__Text to read__.
[Begin]

A lot of folks within the Faith are scared about the postmodern shift. They see people talking about “relative truth” vs “absolute truth” and get all mad – or they just close their eyes and whistle. [@more@]

However I think there is a better way to look at the shift. Instead of being “scarred” or “mad”, we should be looking at it like we would look at the culture in Latin America or Asia. The Postmodern worldview is just that – a new culture that is blooming right before our noses.

Are they “issues” with this new culture? Yes – but there are also “issues” with our old modern culture. Instead of focusing on the negative, we should be figuring out how to reach people living in this culture with the Gospel.

  • Who are affected by this culture shift?

At first, I thought the postmodern shift only affected folks in Generation X and above… yet, Todd pointed out that the main avenue of postmodernism is the media and arts. These avenues have help to spread the culture shift far and wide.

We now have Baby Boomers how are living their lives and making decisions based upon the worldview of this culture. As such, we need to learn how to identify this culture and act accordingly.

  • The Right Tool for the Job

I reading various books about the emerging church, I heard a lot about candles, crosses and paintings. It seemed that church was going from being a theater to an amusement park.

Todd brought out an interesting and very good point. When you have a job, you go into your workshop and grab the tool for that job. You don’t start with the tool and then create a job for it (unless it’s a new tool and you want to try it out…).

In the same way, we need not be tied down do one way of “doing church”.  I.E. A church in rural Idaho would look different then a church in intercity Seattle due to the different cultures therein.

As we hear about the emerging church, we need to remember that there are many different variations within that movement just as the “emerging movement” is one of several movements.

[End]

__Written problem 1__. For each statement, say whether it agrees with the post on the postmodern shift, answering yes or no and quoting the words from the post that decide it. (a) The writer thinks the shift should be looked at the way one would look at the culture in Latin America or Asia. (b) Todd said the main avenue of postmodernism is the church. (c) The writer calls the emerging movement the only movement of its kind.
__Written problem 2__. Copy the post on the postmodern shift word for word from "I reading various" to "different cultures therein.".
The records aren't needed here.

[Some records]
[Begin]

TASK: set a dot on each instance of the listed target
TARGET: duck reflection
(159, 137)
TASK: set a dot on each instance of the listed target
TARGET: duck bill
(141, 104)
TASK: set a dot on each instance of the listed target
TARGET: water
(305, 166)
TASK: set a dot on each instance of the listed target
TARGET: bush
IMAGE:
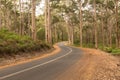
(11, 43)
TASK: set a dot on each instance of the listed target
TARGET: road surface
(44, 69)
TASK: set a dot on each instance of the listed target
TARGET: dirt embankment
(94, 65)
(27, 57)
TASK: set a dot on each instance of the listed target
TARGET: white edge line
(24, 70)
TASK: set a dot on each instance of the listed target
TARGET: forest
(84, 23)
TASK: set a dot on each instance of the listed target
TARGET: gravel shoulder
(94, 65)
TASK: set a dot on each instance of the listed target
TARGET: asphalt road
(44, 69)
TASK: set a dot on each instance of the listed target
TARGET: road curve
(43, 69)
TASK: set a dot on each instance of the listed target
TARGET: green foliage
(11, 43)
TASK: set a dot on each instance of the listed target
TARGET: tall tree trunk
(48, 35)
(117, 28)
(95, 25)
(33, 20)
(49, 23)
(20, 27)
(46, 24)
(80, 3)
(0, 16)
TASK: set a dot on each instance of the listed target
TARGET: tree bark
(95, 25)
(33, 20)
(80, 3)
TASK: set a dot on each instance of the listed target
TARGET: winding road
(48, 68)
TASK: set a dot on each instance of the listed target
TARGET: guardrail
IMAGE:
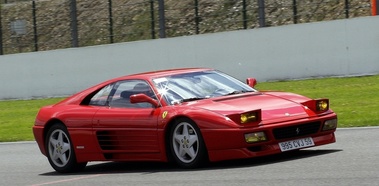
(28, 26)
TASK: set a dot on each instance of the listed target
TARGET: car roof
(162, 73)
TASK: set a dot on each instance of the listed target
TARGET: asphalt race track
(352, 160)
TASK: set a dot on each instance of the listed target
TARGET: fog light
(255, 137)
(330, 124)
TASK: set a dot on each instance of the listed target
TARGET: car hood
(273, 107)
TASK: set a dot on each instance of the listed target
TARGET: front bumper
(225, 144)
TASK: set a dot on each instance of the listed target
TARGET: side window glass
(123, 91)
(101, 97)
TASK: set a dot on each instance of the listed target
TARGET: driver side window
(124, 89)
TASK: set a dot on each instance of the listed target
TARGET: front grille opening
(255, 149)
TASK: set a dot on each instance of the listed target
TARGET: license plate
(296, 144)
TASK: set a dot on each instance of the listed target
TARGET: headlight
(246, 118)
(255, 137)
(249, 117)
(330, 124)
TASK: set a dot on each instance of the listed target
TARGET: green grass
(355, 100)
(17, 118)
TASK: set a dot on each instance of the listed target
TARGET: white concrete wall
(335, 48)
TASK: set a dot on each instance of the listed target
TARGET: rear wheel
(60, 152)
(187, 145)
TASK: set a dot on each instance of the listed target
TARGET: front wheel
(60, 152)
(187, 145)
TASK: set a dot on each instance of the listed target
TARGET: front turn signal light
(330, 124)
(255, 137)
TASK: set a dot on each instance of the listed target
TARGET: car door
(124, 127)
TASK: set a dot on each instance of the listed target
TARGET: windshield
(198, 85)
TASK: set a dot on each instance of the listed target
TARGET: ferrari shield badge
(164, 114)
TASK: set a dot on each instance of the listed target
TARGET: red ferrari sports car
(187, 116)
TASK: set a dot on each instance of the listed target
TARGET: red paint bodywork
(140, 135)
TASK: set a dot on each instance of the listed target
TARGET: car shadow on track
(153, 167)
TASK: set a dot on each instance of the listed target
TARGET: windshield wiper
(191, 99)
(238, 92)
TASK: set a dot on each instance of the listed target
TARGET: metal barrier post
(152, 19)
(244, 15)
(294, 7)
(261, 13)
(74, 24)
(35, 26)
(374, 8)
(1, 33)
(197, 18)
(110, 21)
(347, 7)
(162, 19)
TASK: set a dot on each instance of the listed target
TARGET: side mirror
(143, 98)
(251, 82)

[End]
[Begin]

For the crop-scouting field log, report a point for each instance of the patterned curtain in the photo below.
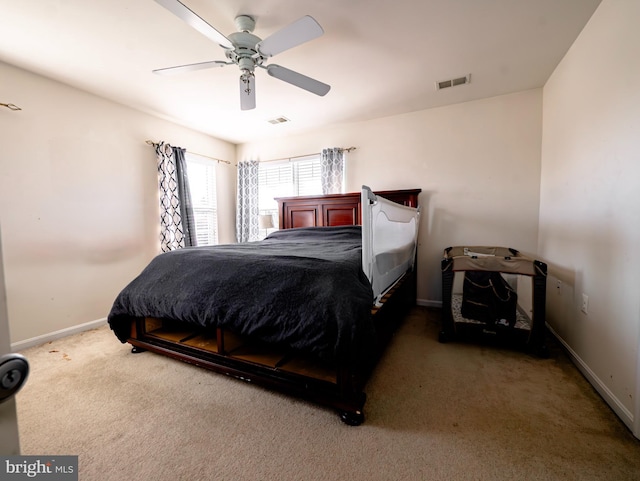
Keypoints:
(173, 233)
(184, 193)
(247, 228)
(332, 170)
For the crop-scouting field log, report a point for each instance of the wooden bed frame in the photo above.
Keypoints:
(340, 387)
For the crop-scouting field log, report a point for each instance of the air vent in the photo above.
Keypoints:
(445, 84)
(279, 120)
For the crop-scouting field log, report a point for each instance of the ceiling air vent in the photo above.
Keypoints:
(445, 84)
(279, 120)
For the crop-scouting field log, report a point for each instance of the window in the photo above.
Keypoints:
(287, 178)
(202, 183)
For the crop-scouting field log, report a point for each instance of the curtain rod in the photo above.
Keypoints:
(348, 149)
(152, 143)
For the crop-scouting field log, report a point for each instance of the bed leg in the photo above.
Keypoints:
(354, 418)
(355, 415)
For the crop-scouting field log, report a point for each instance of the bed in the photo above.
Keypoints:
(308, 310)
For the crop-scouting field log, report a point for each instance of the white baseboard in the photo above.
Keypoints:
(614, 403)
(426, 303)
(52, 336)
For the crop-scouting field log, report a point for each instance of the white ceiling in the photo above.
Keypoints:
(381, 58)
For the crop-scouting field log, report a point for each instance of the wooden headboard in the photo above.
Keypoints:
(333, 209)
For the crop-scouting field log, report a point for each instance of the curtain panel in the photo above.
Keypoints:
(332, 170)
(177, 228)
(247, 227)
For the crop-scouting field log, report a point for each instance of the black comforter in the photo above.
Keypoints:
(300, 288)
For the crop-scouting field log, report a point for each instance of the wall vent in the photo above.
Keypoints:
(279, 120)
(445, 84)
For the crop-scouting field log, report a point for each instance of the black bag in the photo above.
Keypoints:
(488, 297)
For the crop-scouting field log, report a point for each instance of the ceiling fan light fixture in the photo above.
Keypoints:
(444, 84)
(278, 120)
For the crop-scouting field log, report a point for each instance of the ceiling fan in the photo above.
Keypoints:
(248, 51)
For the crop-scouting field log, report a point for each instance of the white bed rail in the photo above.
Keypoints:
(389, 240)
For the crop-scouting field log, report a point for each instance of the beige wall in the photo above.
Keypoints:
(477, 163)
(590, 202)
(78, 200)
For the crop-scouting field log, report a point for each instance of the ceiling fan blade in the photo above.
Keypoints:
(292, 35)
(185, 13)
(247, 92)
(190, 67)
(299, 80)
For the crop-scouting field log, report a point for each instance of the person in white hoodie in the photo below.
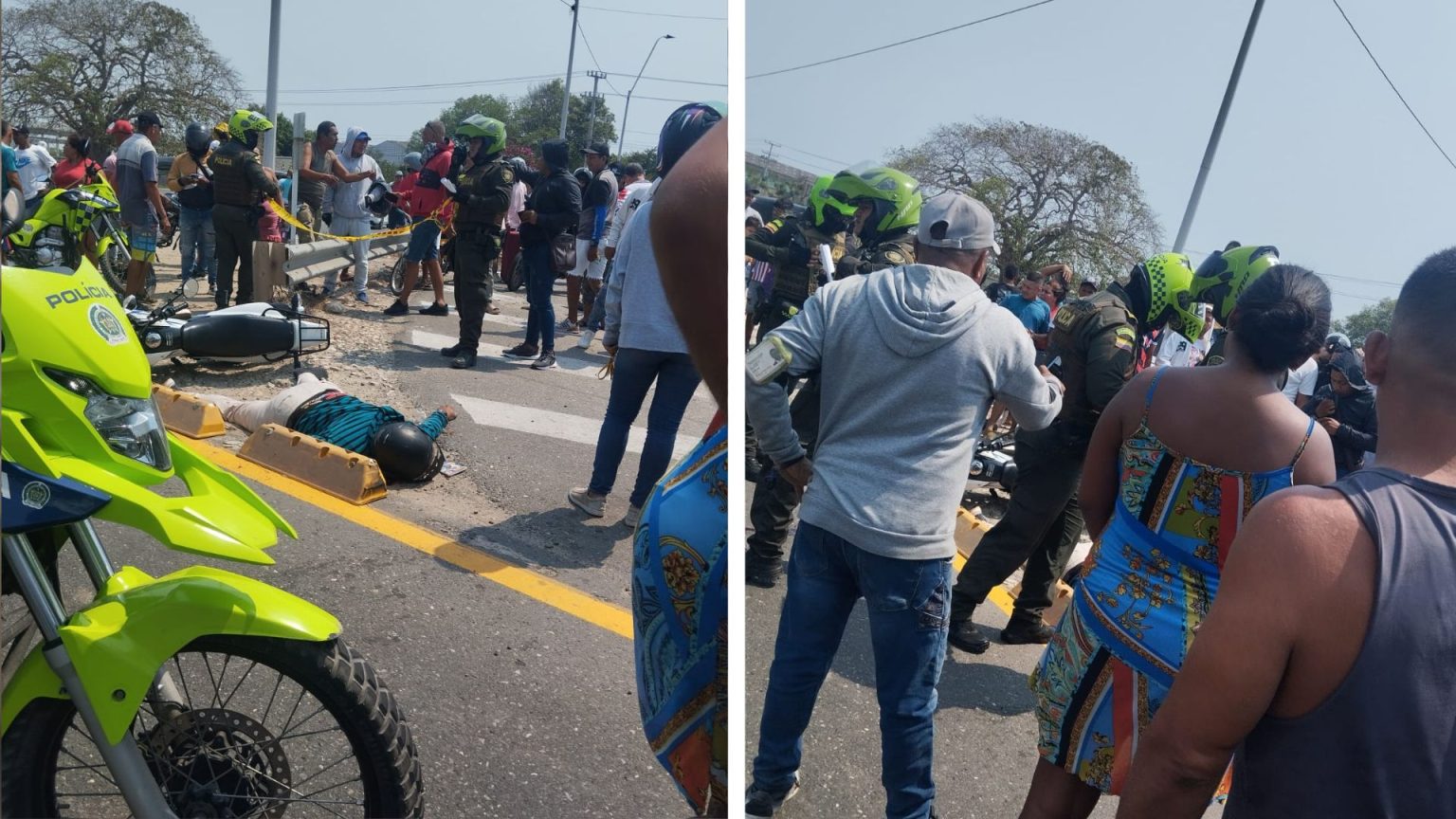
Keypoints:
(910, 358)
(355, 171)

[End]

__Full solution 1__.
(a) Yes: "we should be looking at it like we would look at the culture in Latin America or Asia"
(b) No: "the main avenue of postmodernism is the media and arts"
(c) No: "the “emerging movement” is one of several movements"

__Full solution 2__.
I reading various books about the emerging church, I heard a lot about candles, crosses and paintings. It seemed that church was going from being a theater to an amusement park.

Todd brought out an interesting and very good point. When you have a job, you go into your workshop and grab the tool for that job. You don’t start with the tool and then create a job for it (unless it’s a new tool and you want to try it out…).

In the same way, we need not be tied down do one way of “doing church”.  I.E. A church in rural Idaho would look different then a church in intercity Seattle due to the different cultures therein.